» **Article**

There is an old adage, attributed to Abraham Lincoln, that goes something like this: “If you were born where they were born and you were taught what they were taught, you’d believe what they believe”. I dare say this simple dictum provides more insight into the tragic, convoluted conflict between Israelis and Palestinians than an entire conference of Middle East experts.

While falling short of a complete general theory, it goes some way, I would suggest, to explain not just what we believe but why we believe it. Why we take up certain positions and hold them so fervently. Why Jews, generally speaking, have historically supported Israel and seen the Palestinians as an irritant or worse. Why Arabs and Muslims, as a rule, have supported the Palestinian cause and seen Israel as an interloper or worse. And why both sides have been equally certain they were right.

What would we believe - each of us - if we hailed from the other side of the track or river or mountain? What ‘facts’ would we then be predisposed to accept as self-evident truths and which ones, by contrast, would we be inclined summarily to dismiss as propaganda lies? And what of the dedicated fanatics among us? Would their support of the opposing cause be any less partisan or extreme or self-righteous if they happened to be born on the other side of the mirror?

» **Material provided**
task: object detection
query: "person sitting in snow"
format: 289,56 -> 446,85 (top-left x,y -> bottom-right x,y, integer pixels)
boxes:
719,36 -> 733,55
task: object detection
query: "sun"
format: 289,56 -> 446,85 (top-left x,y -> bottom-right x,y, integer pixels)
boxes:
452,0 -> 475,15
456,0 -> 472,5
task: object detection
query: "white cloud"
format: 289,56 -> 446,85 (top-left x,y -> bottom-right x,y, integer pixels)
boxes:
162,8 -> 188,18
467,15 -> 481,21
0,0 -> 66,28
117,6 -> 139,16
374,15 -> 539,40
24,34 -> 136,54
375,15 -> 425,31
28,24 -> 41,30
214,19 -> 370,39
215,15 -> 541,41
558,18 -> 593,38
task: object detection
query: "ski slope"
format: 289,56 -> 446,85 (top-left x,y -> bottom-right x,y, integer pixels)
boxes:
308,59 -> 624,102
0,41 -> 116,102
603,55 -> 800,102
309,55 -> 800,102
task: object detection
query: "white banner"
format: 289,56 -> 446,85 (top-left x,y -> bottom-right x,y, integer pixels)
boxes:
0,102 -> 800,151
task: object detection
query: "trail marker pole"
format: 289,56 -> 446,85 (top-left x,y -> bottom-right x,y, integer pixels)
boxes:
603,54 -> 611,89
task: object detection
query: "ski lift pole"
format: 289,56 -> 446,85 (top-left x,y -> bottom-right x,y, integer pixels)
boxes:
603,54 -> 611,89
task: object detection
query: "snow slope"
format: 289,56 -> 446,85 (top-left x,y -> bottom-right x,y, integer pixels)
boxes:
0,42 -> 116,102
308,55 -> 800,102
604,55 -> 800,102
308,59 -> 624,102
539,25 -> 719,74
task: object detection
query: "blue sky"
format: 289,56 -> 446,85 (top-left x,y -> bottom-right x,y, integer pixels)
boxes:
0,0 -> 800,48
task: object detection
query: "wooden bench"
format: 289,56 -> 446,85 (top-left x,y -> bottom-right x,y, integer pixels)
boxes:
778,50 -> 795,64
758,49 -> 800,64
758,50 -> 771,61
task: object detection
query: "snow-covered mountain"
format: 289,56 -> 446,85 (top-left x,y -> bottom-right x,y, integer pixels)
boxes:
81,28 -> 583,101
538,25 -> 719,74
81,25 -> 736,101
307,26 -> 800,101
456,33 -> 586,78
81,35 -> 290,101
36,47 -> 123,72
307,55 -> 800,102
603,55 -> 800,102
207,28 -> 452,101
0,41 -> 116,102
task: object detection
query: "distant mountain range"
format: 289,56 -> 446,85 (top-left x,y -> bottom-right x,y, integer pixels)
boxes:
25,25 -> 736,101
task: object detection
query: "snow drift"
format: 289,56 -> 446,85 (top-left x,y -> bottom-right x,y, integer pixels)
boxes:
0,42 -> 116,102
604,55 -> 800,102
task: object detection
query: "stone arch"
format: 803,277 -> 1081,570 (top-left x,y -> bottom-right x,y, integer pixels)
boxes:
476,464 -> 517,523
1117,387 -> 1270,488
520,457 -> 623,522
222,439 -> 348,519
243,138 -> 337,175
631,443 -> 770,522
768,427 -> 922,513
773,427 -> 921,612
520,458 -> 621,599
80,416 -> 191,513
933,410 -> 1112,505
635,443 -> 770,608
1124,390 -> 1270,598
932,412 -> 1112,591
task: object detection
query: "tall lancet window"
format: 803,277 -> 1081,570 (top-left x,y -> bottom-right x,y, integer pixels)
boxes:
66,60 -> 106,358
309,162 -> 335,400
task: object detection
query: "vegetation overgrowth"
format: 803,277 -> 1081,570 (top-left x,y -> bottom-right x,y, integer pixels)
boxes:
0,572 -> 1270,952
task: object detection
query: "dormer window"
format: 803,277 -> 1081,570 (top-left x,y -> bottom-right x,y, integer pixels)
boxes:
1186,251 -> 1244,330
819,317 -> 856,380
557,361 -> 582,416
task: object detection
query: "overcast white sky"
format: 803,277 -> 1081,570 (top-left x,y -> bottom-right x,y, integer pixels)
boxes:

» **Your instructions**
Can you carry on the essay on belief and the Israeli-Palestinian conflict from the point where it stops? The items have no connection to the essay on belief and the Israeli-Palestinian conflict.

» **Written response**
None of this is to suggest that facts are merely subjective. Nor that there are not genuine questions of historical interpretation, justice, legality or human rights. Of course there are. What is suggested, though, is that if progress is ever to be made on resolving this conflict, there is a vital need to think outside of our boxes.

We are trapped in and by our own narratives and we devote enormous resources to justifying and reinforcing our own perspectives and simultaneously to belittling or ridiculing the other’s. This is not the prerogative of any one side. All sides do it. Self-appointed experts churn out - and their followers dutifully cite - reams of supposedly scholarly research that ‘prove’ the non-authenticity of the people-hood of the other and the non-validity of their cherished claims.

Fired by the negative motive to demonstrate as non-existent phenomena that are regarded as undesirable, these commonplace writings are completely without value. They add nothing to the sum-total of human knowledge, wisdom or understanding. Worse, they perpetuate stereotypes, demonize a whole people, falsify its history and ridicule its aspirations. Their solutions - however they are dressed up - invariably involve the capitulation or subordination of the adversary. They offer no real solutions. They merely condemn us all to endless conflict.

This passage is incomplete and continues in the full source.